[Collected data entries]

######

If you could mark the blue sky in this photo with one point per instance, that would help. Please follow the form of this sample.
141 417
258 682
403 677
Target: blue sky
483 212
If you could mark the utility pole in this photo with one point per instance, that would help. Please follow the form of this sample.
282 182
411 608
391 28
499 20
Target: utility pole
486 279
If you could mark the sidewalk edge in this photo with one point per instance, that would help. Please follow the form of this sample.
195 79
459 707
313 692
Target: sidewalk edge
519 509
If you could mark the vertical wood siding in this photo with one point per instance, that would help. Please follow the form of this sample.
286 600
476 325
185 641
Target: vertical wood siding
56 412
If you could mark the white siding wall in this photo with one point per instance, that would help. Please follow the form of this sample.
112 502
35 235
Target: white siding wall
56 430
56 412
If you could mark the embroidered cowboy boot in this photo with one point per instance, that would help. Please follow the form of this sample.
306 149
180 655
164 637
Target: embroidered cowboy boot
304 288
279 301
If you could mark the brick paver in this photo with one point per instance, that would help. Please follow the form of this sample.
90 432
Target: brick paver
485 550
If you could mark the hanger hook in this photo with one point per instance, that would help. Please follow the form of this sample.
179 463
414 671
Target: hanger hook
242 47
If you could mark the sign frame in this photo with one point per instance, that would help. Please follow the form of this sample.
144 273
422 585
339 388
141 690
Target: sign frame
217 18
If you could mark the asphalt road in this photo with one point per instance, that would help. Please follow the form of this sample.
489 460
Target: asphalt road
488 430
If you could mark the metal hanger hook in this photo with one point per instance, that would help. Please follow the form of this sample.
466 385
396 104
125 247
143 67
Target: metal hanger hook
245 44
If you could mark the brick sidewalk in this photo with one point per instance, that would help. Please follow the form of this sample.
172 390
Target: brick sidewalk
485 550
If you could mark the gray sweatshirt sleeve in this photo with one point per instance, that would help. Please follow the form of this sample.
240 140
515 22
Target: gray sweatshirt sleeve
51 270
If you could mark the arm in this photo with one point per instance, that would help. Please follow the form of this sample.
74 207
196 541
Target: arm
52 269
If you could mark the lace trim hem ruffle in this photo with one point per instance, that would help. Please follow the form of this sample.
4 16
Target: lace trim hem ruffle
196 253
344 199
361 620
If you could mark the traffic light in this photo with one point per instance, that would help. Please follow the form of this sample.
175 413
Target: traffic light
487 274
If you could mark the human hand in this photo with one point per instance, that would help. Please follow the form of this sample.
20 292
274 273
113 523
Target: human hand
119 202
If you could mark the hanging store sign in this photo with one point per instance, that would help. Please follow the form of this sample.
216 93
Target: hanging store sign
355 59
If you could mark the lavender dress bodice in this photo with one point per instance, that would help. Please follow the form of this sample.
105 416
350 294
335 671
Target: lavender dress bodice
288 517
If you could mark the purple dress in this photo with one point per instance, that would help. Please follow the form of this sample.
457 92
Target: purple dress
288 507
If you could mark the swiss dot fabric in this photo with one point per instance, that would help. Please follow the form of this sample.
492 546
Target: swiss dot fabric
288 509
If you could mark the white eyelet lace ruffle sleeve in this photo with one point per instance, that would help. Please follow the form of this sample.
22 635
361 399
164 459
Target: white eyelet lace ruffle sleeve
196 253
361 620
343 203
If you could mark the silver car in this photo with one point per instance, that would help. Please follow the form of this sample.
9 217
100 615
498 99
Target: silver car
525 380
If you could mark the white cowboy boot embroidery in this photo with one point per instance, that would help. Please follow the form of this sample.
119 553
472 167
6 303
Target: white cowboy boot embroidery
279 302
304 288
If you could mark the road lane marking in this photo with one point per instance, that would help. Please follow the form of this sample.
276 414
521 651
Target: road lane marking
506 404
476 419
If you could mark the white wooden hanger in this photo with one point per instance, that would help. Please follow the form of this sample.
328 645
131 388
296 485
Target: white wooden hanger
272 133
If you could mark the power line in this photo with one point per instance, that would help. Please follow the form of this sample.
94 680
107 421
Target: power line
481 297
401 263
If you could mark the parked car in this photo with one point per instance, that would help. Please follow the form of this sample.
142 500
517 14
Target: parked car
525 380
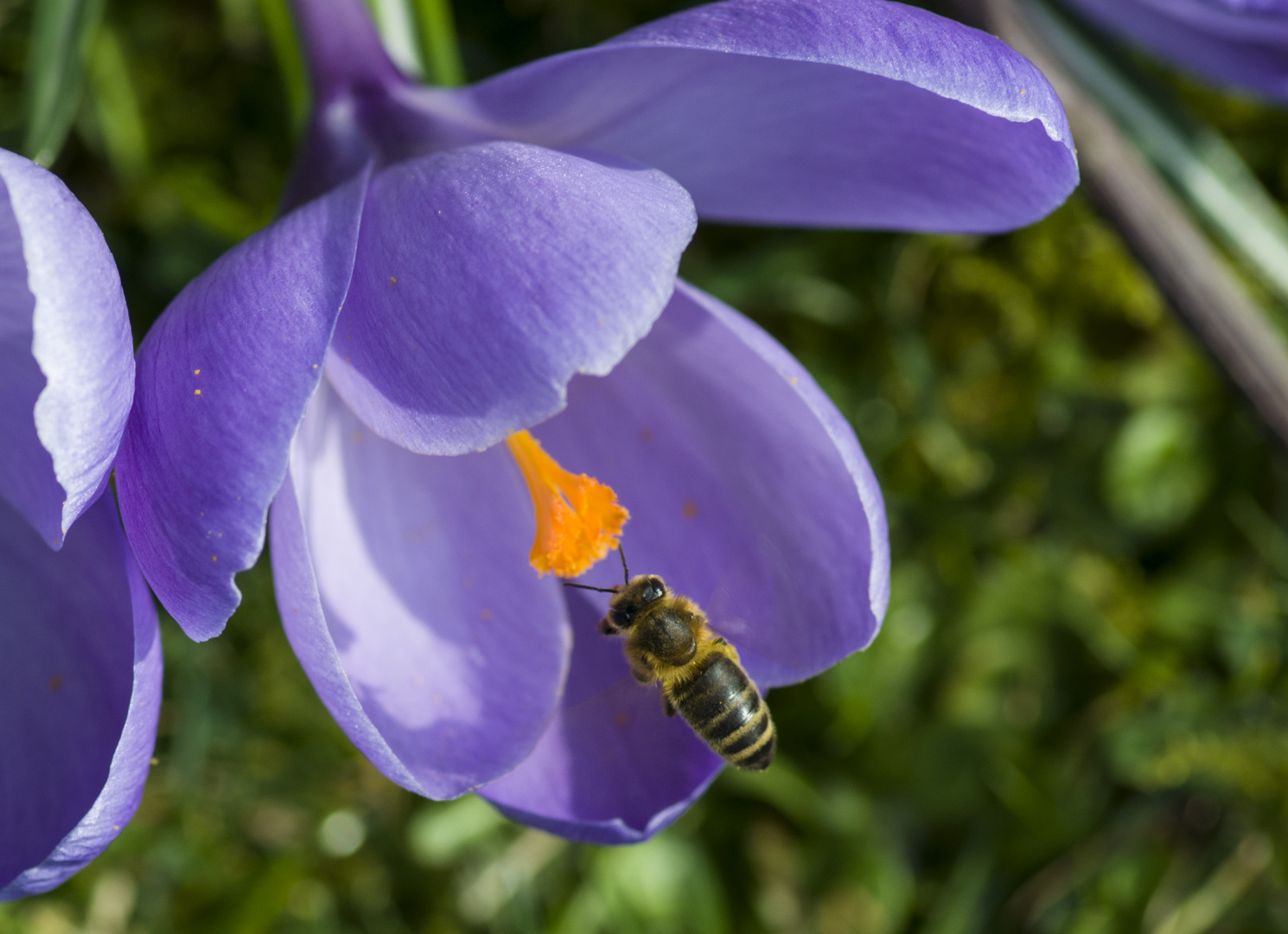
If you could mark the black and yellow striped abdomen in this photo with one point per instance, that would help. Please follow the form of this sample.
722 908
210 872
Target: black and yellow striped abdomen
724 709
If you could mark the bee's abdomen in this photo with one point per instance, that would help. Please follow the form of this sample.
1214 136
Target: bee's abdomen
724 707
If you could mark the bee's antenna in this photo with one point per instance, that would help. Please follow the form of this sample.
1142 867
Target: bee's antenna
585 586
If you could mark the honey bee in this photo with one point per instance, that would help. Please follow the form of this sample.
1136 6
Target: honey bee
669 641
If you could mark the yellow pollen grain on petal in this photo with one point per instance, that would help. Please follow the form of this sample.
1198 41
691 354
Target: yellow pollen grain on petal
578 518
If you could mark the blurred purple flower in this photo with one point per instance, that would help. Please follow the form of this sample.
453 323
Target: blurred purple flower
465 254
1242 42
80 655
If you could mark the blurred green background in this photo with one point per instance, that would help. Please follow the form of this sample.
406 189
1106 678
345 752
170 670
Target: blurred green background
1074 720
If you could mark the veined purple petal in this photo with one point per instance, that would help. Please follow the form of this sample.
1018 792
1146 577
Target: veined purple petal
819 112
487 278
66 353
611 767
747 489
406 592
80 692
749 492
1235 42
223 381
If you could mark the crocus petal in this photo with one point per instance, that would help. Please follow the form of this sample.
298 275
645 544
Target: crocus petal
1240 42
406 592
749 494
611 768
223 381
66 353
822 112
487 278
80 692
747 489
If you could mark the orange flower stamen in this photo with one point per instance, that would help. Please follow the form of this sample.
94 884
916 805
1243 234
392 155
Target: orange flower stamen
578 518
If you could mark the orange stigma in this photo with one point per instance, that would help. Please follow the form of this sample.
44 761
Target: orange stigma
578 518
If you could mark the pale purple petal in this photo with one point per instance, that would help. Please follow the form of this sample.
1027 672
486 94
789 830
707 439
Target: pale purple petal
406 592
66 353
611 768
80 692
223 381
1235 42
749 494
487 278
820 112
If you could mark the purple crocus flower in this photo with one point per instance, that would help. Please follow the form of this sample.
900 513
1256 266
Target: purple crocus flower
478 262
1242 42
80 654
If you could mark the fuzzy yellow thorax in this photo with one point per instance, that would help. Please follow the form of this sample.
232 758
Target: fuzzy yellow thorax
578 518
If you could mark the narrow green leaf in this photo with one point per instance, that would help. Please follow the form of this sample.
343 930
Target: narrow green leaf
396 21
62 36
1202 166
280 26
116 106
439 47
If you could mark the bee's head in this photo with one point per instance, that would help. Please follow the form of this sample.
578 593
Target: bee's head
633 598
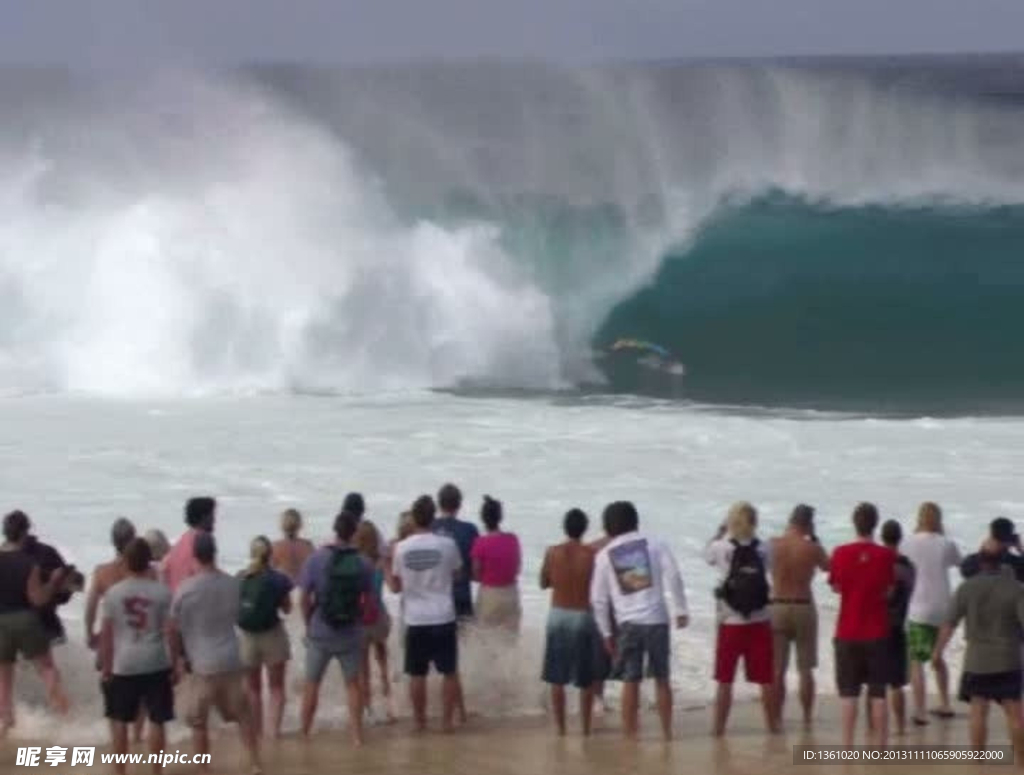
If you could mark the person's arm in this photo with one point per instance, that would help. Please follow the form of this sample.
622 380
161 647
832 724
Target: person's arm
41 593
674 580
476 561
600 598
91 608
392 569
546 571
105 647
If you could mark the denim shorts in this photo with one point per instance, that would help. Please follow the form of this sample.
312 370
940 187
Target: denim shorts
571 650
640 644
347 649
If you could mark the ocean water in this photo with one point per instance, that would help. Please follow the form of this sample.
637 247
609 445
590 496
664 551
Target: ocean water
278 284
75 464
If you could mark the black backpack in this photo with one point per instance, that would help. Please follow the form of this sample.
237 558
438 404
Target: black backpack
745 588
343 589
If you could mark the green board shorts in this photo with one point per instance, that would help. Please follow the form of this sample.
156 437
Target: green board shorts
921 640
22 634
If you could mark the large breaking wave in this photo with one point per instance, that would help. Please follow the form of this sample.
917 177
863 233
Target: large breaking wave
796 232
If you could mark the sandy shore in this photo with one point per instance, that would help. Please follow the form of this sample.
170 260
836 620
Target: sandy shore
528 746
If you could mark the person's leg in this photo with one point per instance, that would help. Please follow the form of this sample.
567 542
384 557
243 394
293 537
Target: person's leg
898 698
380 651
723 704
942 684
353 689
6 697
275 681
587 709
919 689
158 740
50 676
254 684
119 741
1012 709
807 691
418 697
316 661
979 721
558 706
631 708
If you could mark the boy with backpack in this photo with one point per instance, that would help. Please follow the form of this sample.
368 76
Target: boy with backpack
337 586
743 615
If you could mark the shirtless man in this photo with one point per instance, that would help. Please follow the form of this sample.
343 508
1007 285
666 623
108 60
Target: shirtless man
291 553
796 556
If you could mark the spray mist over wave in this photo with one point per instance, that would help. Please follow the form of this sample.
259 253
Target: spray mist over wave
300 229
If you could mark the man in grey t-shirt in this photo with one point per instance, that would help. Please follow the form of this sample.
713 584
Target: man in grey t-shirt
134 660
204 645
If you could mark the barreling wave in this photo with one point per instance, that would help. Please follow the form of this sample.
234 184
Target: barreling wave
796 232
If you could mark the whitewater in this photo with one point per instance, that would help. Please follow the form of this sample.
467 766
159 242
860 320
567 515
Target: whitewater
280 284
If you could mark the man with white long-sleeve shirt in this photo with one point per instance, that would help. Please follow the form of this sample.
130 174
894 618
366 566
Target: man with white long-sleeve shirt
631 574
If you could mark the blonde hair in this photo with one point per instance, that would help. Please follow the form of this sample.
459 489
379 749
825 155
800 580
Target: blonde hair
367 541
742 521
406 525
159 545
930 518
291 522
259 553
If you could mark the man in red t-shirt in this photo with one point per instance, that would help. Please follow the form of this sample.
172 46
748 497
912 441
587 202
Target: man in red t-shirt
862 572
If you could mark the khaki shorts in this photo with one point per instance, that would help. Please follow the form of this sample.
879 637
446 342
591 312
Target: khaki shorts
795 623
224 691
22 633
499 606
266 648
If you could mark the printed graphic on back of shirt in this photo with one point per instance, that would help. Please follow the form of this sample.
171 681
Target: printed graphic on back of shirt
632 565
422 559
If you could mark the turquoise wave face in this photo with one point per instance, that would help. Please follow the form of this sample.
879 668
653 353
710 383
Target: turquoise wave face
780 301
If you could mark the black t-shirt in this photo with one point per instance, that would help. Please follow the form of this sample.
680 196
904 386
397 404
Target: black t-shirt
971 565
15 566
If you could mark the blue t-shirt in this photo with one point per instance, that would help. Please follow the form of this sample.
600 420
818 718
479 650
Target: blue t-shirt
464 534
312 578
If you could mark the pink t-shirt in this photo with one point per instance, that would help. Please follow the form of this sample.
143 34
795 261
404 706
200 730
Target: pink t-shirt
179 563
499 557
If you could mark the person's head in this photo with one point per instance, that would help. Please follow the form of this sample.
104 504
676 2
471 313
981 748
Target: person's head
159 545
492 513
424 512
406 525
802 519
620 518
741 521
201 513
450 499
929 517
205 550
892 533
122 531
344 526
259 554
354 505
1004 531
16 526
291 523
576 523
367 541
990 554
137 556
865 519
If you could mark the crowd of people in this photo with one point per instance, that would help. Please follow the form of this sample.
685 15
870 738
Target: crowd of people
175 635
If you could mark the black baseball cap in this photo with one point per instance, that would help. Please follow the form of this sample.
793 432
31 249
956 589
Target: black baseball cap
1004 530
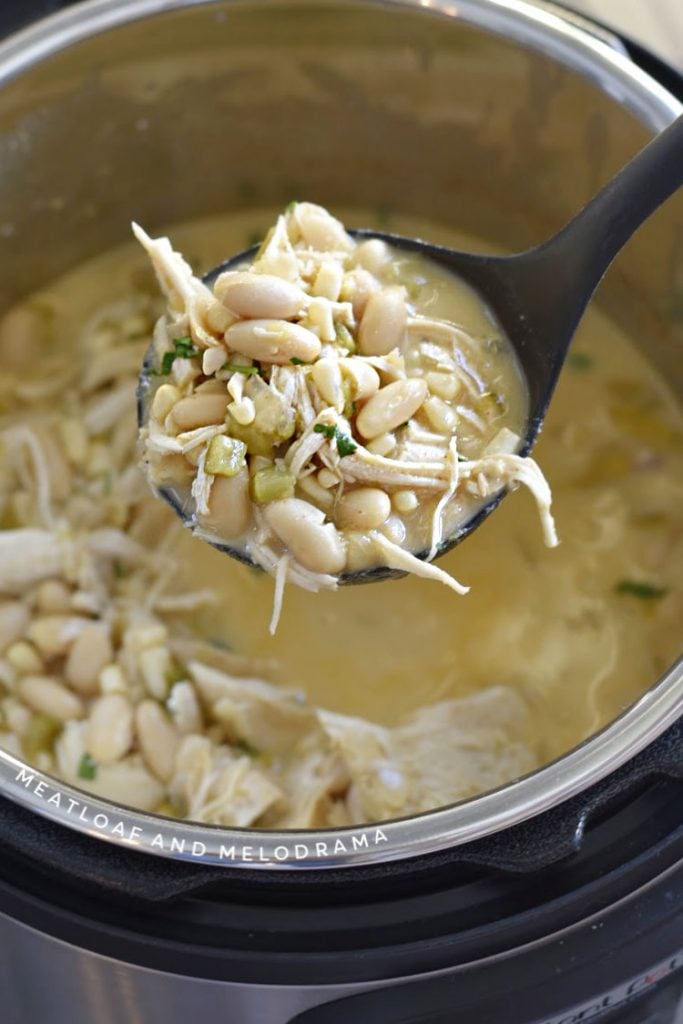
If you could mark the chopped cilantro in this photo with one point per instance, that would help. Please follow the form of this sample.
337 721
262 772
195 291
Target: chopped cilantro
237 369
637 588
246 748
345 444
328 429
580 360
87 767
182 349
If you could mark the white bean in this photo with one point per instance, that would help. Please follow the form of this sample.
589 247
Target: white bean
184 708
383 444
229 506
14 619
327 478
357 287
273 341
319 229
158 739
327 377
313 489
244 411
364 379
50 697
441 417
113 680
394 529
90 652
156 666
110 730
53 635
374 255
259 295
383 325
23 331
329 280
404 501
53 597
442 385
25 658
165 398
200 411
316 545
213 359
364 509
391 406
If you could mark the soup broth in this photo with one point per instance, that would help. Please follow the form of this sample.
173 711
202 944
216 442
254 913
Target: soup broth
563 639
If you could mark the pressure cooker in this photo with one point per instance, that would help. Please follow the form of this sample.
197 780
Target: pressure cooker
556 899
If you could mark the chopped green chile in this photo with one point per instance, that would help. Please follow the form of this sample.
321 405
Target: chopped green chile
40 734
225 456
638 588
87 768
271 484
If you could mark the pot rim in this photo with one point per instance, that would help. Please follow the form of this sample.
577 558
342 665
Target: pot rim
599 57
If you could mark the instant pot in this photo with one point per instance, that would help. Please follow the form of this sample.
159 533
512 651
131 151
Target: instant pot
556 899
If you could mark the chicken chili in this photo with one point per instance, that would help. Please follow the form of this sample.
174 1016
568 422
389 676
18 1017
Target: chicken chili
324 410
132 655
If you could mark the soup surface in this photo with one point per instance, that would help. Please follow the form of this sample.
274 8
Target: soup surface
135 660
332 406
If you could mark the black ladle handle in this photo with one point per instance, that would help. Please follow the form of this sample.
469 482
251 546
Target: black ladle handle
558 278
601 229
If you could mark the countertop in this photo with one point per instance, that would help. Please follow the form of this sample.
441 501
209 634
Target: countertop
655 24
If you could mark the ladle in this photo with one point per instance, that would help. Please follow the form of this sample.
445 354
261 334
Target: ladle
539 296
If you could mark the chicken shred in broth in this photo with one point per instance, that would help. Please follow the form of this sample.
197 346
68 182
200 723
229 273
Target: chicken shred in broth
324 410
134 659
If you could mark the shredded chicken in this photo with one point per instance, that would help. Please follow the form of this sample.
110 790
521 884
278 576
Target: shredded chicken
330 391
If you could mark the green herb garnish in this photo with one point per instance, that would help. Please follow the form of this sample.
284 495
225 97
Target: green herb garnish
328 429
182 349
637 588
87 767
237 369
580 360
345 444
246 748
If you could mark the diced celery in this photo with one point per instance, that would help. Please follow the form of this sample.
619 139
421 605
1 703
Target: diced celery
40 735
271 484
257 442
225 457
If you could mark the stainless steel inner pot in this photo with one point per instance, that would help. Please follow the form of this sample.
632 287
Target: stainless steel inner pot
500 117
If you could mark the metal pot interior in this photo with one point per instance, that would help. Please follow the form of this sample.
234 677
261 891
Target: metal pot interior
501 121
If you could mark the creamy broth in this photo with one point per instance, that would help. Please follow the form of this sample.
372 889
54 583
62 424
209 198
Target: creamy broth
579 632
331 404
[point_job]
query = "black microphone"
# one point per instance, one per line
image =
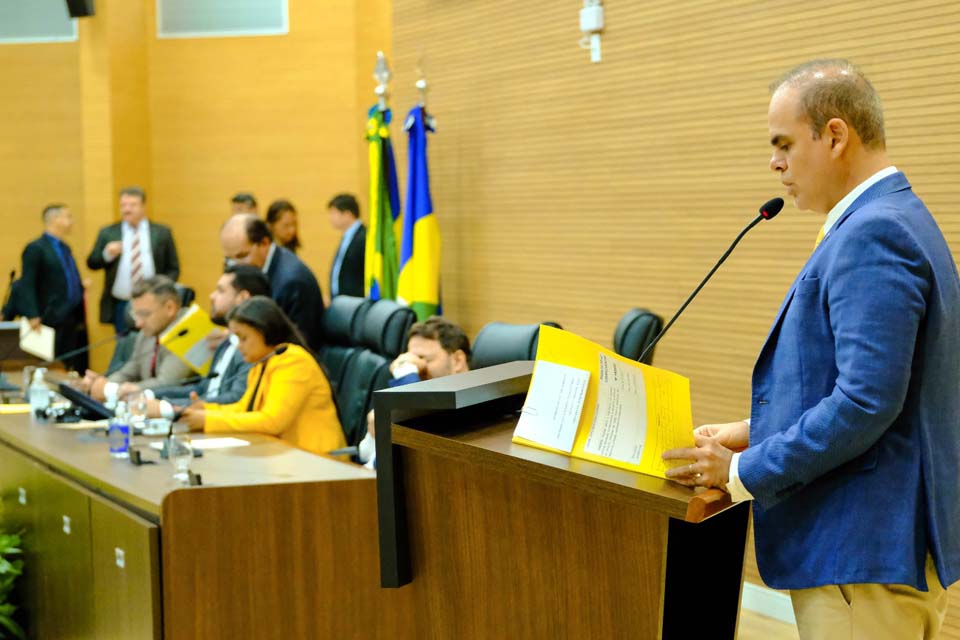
(196, 379)
(178, 411)
(768, 211)
(99, 343)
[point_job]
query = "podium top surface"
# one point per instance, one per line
(488, 441)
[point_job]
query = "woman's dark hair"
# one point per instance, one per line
(275, 212)
(263, 314)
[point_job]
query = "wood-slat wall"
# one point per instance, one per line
(571, 191)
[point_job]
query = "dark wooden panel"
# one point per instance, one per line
(62, 560)
(499, 556)
(282, 561)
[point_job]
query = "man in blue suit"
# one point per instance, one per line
(852, 451)
(246, 239)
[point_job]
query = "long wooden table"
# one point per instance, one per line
(277, 542)
(478, 537)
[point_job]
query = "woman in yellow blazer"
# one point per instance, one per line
(287, 395)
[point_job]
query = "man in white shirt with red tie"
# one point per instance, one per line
(131, 251)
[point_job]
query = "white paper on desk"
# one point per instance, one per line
(209, 443)
(37, 343)
(551, 412)
(619, 428)
(83, 425)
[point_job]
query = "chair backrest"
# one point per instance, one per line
(122, 351)
(500, 342)
(343, 318)
(364, 373)
(385, 328)
(187, 294)
(341, 323)
(636, 329)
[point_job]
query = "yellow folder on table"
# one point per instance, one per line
(186, 339)
(588, 402)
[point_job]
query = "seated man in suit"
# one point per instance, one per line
(239, 283)
(246, 239)
(435, 348)
(50, 291)
(346, 274)
(156, 306)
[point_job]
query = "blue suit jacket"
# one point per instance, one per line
(296, 291)
(855, 421)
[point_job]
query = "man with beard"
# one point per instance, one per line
(237, 284)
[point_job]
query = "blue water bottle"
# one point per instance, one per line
(118, 432)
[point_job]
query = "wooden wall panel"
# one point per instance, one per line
(40, 144)
(571, 191)
(277, 116)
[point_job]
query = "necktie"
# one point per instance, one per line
(135, 272)
(153, 361)
(819, 239)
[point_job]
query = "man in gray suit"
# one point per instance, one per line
(156, 306)
(131, 251)
(237, 284)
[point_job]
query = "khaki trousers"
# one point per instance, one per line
(871, 611)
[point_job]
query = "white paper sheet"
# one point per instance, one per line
(554, 403)
(619, 427)
(37, 343)
(209, 443)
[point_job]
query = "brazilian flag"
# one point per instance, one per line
(420, 239)
(380, 259)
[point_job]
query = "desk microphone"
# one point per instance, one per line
(196, 379)
(768, 211)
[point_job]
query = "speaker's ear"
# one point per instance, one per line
(80, 8)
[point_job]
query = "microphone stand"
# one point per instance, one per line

######

■ **PROBLEM DETAILS**
Return each line of the data above that includes the word "microphone".

■ **EXERCISE SOLUTION**
query = "black microphone"
query = "desk microphone"
query = "microphone stand"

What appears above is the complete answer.